- GIVEN TEXT -
----

Like her or loathe her she did write some very good stuff.
RIP.
Like her or loathe her she did write some very good stuff.
RIP.
Quote: Chappers @ 31st May 2016, 9:44 PM BSTLike her or loathe her she did write som very good stuff.
RIP.
I am sorry to hear this news.
It seems to me that while "The Liver Birds" was welcomed without question by a broad audience - an equivalent perhaps to "The Likely Lads" - she came in for considerably more stick in respect of "Bread" and to a lesser extent "Butterflies". Whatever the viewing figures, it was fashionable to knock "Bread". Perhaps characteristically, I opened up to "Bread" at precisely the time people who were having a go at it. The more it was knocked, the more lurid my descriptions of it became rising to the somewhat ludicrous "Lane is a modern day Shakespeare". But where others saw in it a bit too much politicking and dare it be said Liverpudlian schmaltz, I was impressed by the combination of working class reality and poetical lyricism. With "The Liver Birds" more the former and "Butterflies" more the latter, it was the perfect bridge. Interestingly, all these years later it still does well in polls.

----

- PROVIDED DATA -
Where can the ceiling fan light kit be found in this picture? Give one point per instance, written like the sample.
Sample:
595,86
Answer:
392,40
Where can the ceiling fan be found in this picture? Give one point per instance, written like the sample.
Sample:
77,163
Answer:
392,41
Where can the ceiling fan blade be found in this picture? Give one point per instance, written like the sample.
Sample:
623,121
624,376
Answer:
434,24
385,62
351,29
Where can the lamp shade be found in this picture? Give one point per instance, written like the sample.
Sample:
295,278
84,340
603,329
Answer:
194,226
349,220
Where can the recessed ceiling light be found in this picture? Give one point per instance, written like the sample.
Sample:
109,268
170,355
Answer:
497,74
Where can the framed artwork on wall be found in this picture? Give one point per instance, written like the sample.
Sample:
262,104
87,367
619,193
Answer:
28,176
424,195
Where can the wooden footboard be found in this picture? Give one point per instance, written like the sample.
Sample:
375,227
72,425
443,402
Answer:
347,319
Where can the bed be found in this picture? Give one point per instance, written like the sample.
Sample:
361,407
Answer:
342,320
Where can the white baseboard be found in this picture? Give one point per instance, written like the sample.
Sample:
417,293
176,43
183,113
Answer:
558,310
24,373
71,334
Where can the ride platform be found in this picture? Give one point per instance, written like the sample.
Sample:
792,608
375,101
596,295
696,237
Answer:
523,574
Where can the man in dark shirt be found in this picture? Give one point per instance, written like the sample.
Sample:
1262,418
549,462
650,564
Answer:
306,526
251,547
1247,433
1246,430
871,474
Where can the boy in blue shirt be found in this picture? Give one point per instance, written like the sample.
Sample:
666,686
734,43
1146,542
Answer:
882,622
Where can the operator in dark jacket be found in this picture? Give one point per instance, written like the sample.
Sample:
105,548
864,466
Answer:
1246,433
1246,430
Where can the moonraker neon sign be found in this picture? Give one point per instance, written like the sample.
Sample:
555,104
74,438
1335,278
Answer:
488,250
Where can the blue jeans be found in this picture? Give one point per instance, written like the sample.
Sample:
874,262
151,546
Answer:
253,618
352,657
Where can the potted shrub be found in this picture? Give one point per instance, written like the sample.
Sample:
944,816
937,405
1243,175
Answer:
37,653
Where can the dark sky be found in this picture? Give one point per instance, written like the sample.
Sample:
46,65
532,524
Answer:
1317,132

----

- TASK ITEM -
Write out the comments about "Bread" and "The Liver Birds" word for word, beginning with "It seems to" and stopping after "well in polls.".

- EXERCISE RESULT -
It seems to me that while "The Liver Birds" was welcomed without question by a broad audience - an equivalent perhaps to "The Likely Lads" - she came in for considerably more stick in respect of "Bread" and to a lesser extent "Butterflies". Whatever the viewing figures, it was fashionable to knock "Bread". Perhaps characteristically, I opened up to "Bread" at precisely the time people who were having a go at it. The more it was knocked, the more lurid my descriptions of it became rising to the somewhat ludicrous "Lane is a modern day Shakespeare". But where others saw in it a bit too much politicking and dare it be said Liverpudlian schmaltz, I was impressed by the combination of working class reality and poetical lyricism. With "The Liver Birds" more the former and "Butterflies" more the latter, it was the perfect bridge. Interestingly, all these years later it still does well in polls.